=== DE INVOER ===

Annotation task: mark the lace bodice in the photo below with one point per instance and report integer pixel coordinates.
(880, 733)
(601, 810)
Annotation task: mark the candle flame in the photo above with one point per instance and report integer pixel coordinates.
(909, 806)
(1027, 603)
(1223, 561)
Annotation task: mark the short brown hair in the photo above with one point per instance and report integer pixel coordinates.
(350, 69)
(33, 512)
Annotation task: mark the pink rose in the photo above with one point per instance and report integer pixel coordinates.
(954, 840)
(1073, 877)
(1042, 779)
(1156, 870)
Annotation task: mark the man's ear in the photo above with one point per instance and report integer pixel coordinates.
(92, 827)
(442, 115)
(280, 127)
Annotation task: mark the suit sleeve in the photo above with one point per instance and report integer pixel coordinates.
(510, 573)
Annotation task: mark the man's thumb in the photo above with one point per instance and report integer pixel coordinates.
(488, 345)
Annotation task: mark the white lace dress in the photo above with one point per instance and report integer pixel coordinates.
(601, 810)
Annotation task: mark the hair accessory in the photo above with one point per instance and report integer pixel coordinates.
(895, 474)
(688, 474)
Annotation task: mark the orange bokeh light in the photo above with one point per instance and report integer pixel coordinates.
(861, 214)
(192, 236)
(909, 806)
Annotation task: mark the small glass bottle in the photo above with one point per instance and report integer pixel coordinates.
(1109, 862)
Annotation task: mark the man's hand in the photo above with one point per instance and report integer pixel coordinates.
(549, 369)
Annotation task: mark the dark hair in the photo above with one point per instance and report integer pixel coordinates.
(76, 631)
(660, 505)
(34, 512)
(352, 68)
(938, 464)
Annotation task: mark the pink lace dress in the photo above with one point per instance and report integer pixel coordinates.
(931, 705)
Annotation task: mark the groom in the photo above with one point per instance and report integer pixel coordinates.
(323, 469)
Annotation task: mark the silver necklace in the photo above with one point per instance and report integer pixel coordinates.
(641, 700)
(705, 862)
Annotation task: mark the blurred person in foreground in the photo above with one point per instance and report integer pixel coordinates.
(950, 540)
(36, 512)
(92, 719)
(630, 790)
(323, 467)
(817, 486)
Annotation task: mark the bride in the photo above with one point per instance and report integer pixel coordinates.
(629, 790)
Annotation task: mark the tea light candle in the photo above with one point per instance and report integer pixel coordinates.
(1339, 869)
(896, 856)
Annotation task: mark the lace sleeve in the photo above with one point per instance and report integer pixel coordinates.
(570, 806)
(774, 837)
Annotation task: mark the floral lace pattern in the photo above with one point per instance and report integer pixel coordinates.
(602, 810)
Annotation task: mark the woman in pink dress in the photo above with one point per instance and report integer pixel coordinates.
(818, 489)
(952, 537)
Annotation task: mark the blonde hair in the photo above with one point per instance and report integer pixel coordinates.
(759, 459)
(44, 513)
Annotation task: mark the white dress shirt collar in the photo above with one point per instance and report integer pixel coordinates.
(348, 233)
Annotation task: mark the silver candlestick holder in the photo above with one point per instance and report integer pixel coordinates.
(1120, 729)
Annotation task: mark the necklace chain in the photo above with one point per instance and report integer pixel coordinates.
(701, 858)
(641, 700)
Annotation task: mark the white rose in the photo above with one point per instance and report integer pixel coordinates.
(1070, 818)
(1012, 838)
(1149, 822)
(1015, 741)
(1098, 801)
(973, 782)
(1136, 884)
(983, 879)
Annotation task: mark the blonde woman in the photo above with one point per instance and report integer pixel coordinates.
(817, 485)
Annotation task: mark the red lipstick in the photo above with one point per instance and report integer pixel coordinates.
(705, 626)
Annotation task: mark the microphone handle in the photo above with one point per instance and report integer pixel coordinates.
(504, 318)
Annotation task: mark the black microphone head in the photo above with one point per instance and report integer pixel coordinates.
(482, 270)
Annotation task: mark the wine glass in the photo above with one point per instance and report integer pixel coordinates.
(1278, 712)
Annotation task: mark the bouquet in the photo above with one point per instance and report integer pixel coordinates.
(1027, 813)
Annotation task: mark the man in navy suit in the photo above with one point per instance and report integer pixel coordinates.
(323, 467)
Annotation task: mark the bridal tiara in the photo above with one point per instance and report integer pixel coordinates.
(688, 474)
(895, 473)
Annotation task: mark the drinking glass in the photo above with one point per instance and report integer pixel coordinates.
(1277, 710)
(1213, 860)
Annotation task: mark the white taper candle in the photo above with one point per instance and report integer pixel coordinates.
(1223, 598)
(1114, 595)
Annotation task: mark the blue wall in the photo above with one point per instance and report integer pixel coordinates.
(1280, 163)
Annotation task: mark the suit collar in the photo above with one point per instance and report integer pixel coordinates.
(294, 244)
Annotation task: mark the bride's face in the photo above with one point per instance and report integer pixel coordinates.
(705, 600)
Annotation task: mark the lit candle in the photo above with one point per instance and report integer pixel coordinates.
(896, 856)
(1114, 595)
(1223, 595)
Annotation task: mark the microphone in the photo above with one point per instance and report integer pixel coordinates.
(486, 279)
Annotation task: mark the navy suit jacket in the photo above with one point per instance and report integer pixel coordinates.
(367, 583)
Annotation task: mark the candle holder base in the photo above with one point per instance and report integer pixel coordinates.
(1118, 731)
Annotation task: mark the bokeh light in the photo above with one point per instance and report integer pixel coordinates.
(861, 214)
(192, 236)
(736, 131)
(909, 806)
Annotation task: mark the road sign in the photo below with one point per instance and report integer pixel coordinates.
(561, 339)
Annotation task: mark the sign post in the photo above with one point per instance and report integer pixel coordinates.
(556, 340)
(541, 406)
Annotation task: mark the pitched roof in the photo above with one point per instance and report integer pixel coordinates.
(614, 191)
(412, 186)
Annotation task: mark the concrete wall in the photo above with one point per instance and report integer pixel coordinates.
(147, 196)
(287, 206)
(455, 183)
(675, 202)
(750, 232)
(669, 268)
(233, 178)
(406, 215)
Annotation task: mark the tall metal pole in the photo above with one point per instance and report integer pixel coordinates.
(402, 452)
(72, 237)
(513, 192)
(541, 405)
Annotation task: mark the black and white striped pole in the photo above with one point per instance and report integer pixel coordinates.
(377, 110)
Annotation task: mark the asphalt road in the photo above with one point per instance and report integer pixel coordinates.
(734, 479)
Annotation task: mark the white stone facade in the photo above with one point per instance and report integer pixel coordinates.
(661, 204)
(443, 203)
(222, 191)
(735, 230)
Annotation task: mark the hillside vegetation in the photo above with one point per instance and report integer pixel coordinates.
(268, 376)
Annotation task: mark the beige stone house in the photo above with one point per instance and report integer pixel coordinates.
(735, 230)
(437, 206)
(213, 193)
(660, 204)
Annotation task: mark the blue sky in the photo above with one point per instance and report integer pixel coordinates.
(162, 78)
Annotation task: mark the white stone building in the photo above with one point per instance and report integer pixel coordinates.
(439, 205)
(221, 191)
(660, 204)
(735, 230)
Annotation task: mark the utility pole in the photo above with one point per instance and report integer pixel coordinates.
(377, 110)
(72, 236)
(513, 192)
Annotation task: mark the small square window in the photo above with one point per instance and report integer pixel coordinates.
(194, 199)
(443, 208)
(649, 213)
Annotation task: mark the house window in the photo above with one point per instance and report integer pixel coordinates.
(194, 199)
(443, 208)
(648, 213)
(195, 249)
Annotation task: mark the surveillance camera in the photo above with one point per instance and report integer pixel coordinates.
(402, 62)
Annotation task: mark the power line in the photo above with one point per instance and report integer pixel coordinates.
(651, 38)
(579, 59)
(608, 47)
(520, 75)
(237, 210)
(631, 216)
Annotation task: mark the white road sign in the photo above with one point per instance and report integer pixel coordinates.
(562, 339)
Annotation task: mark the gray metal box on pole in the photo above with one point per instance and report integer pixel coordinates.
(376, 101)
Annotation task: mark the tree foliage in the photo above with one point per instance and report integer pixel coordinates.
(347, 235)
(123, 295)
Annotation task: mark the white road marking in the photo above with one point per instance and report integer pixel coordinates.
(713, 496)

===
=== DE INVOER ===

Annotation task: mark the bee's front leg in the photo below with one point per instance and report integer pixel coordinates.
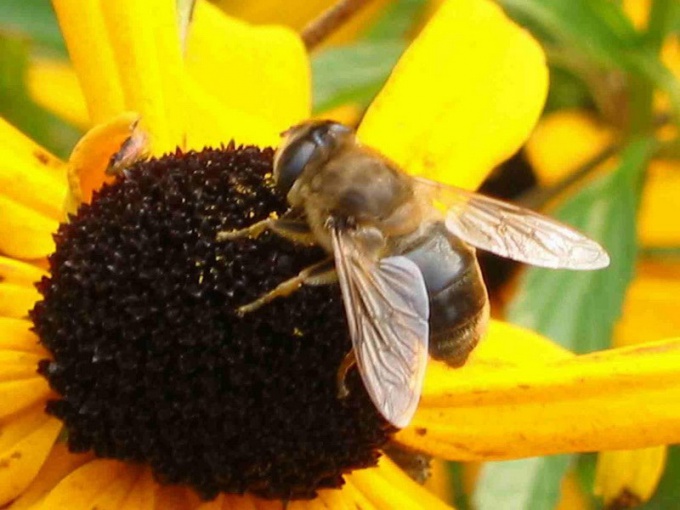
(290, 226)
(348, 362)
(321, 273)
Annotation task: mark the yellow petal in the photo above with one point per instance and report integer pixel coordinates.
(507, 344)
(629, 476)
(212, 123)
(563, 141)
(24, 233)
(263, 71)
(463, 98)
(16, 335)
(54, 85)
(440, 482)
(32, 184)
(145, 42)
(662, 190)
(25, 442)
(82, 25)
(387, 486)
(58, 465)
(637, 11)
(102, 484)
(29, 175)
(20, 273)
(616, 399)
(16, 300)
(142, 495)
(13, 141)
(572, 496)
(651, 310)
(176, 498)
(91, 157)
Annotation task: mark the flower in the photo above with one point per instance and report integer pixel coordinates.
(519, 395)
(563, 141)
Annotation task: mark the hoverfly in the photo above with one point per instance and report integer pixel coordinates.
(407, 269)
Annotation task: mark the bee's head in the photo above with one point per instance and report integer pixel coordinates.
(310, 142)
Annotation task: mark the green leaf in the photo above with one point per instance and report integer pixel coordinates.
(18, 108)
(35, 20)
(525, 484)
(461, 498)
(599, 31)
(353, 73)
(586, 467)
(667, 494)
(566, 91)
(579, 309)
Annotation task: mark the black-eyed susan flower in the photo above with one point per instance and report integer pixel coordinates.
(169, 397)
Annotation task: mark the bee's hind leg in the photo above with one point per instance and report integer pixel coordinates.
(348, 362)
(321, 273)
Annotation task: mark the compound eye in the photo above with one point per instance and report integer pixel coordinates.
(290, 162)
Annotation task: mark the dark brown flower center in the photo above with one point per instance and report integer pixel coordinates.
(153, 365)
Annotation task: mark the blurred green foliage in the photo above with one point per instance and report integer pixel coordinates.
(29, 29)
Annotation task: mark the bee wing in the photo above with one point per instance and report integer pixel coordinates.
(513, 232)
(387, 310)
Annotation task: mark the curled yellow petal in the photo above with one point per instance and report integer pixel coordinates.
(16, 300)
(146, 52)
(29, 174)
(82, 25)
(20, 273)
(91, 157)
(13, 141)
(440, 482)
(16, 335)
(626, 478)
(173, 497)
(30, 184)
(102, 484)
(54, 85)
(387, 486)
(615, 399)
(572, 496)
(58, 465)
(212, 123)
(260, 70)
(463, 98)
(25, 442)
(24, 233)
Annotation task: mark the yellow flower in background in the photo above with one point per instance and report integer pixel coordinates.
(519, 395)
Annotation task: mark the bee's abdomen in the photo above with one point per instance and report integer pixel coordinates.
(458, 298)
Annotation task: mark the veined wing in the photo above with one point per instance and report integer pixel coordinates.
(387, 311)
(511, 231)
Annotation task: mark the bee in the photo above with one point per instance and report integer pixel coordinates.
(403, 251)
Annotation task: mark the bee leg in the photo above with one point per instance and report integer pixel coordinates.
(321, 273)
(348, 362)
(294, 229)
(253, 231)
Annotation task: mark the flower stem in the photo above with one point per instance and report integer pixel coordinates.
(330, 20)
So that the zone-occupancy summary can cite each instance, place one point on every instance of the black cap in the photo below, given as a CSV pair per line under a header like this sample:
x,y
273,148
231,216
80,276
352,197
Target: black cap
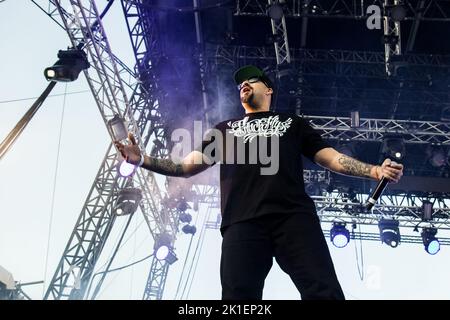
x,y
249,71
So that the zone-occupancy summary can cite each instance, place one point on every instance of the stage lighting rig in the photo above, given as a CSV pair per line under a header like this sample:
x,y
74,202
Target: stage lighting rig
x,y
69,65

===

### WAT WORDT GEVRAAGD
Zet de regels van de lijst hierboven, van de regel met "Annotation task: mark the lace bodice" tot en met de regel met "(1223, 561)", om in een JSON-lijst van strings met één string per regel en zonder lege regels.

### VOLLEDIG ANTWOORD
[
  "Annotation task: mark the lace bodice in the photo below with one point per instance and report integer pixel coordinates.",
  "(880, 733)",
  "(601, 810)",
  "Annotation task: mark the candle flame in the photo above with one point per instance and report integer pixel coordinates.",
  "(909, 806)",
  "(1027, 603)",
  "(1223, 561)"
]